··· Data rows ···

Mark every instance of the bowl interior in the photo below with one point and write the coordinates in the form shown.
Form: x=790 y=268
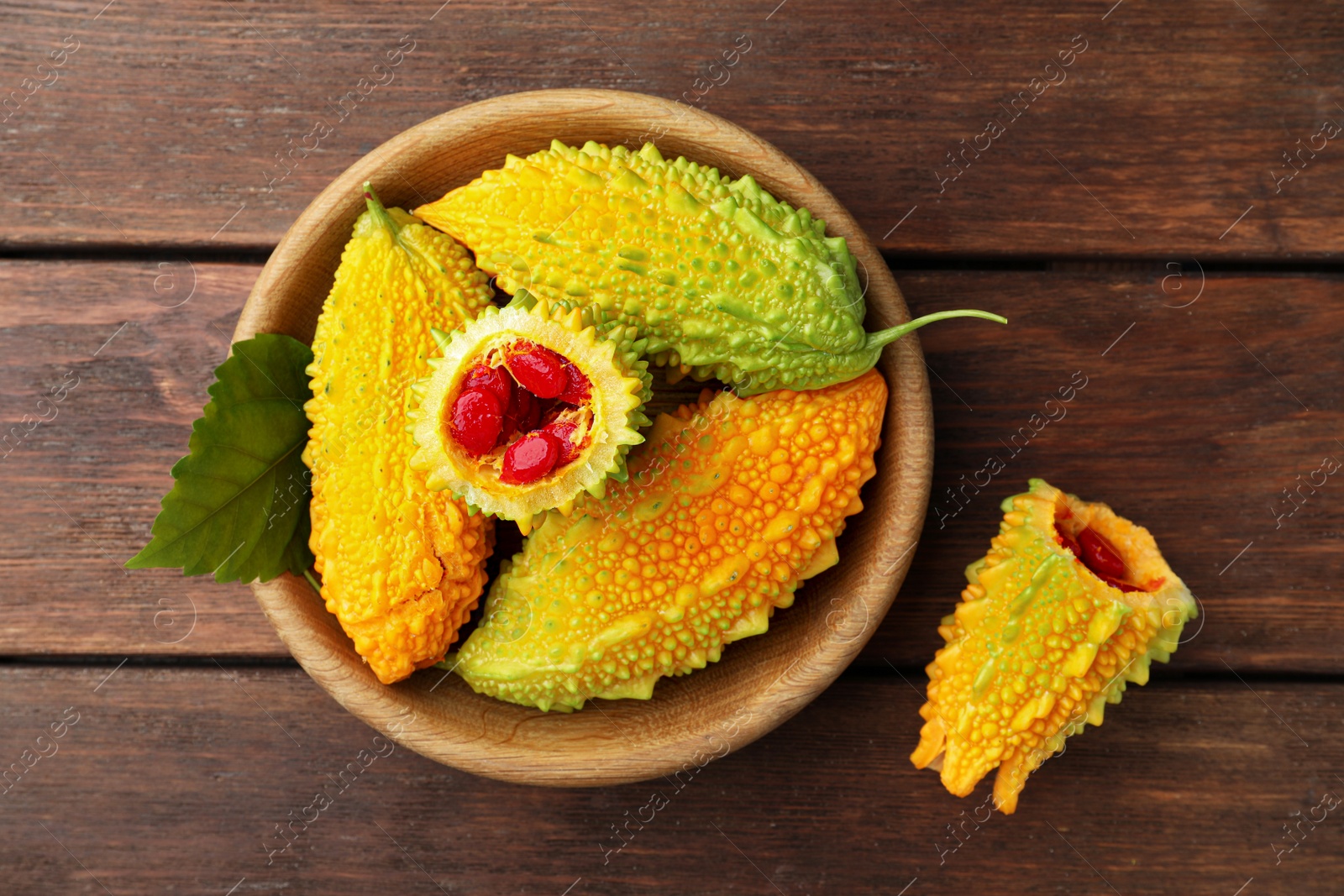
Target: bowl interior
x=759 y=681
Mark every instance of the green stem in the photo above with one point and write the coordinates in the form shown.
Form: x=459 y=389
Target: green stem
x=893 y=333
x=380 y=211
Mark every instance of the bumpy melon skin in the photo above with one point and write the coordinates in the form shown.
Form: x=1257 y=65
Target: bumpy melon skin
x=402 y=566
x=730 y=506
x=721 y=278
x=620 y=385
x=1041 y=645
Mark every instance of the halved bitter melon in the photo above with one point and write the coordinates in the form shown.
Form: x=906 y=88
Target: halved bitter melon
x=401 y=566
x=1070 y=602
x=730 y=506
x=528 y=409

···

▶ [Required task]: Rewrite all of the data above, requests included, shifting each coordinate in the answers by adding 9 to both the x and y values. Leave the pictures out.

▶ [Response below]:
Mark every instance of the bowl interior in the photo below with one point and write the coordinates in the form shown.
Form: x=790 y=268
Target: bowl interior
x=768 y=690
Mark every instance of the green stem in the photo above with one point and write the coordinates in the form shown.
Form: x=459 y=389
Target: green stem
x=902 y=342
x=389 y=220
Mark every instance of the bumpy melon skin in the photo above with one point and write the coordinates in the form shown.
Form: x=1257 y=65
Target: bumpy melon skin
x=411 y=575
x=739 y=515
x=730 y=287
x=629 y=394
x=1050 y=654
Mark every instance of the halved bitter melon in the photo above with one point and write the coordinates in the form shown.
Form: x=906 y=88
Target: halved bitter melon
x=410 y=575
x=1079 y=611
x=739 y=515
x=537 y=418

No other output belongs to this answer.